Stored records>
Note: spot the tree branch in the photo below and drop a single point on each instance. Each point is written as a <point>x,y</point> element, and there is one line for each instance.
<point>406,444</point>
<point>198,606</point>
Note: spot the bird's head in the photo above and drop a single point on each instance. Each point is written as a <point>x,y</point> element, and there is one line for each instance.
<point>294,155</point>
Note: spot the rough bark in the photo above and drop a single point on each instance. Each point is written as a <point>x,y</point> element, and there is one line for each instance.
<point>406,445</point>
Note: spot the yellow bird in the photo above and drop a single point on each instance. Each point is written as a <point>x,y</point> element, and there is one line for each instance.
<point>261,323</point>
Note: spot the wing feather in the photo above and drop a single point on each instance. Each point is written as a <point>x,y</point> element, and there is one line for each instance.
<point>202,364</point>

Short problem> Please scale the lines running from the start of the lines through the line that contains "<point>294,155</point>", both ends included, and write them out again in full. Multiply every answer coordinate by 1.1 and round to whole numbers, with halves rounding up.

Task response>
Note: spot the tree branch in the photo below and drop a single point on each instance. Each point is written as a <point>x,y</point> element, and there is one line for each instance.
<point>447,488</point>
<point>218,667</point>
Note: spot the bird's head in the photo above and drop a single point on each instance. Each point is written as a <point>x,y</point> element, and there is one line for each instance.
<point>323,171</point>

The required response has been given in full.